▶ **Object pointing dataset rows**
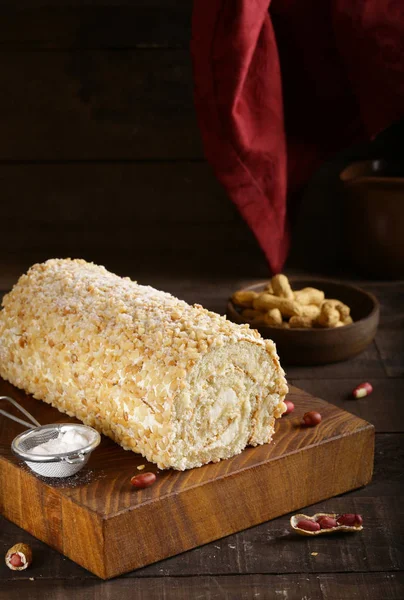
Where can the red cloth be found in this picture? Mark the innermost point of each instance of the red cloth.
(328, 72)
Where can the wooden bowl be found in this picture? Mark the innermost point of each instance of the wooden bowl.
(322, 346)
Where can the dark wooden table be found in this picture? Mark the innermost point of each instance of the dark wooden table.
(268, 561)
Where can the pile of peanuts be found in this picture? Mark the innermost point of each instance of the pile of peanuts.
(279, 306)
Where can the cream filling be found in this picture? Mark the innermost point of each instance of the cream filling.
(228, 404)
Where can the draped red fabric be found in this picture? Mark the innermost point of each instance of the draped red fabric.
(281, 85)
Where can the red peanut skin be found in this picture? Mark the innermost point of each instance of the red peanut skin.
(290, 407)
(143, 480)
(350, 519)
(312, 418)
(327, 522)
(16, 560)
(362, 390)
(307, 525)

▶ **CHALLENGE**
Copy out every row above word for word, leaving out any pictures.

▶ **RESULT OF THIS TASK**
Where can the red cloth be found in this picture? Mark the innermost point of each instance of the red cloth.
(328, 72)
Where can the wooden bowl be found in this picture? Mark the innermost point of each instance of the wooden bowl.
(322, 346)
Where can the dark wooden table be found in this picture? Mark the innermost point of each instance of the dark wooden table.
(268, 561)
Where can the pile of peanuts be found in this picture? Mark the innermost point of each instance of the pile of peanuts.
(279, 306)
Where can the cream filling be found in this picture? Mark the innermost point of each instance of the cream filling.
(228, 404)
Where can the draped red fabric be found in this picture? Mark the innermost point of each instance of the draped red fabric.
(281, 85)
Where can the red peanut skin be found in this picture? Mark the innermost point of each instance of the red peanut skin.
(290, 407)
(143, 480)
(350, 519)
(312, 418)
(327, 522)
(16, 560)
(362, 390)
(307, 525)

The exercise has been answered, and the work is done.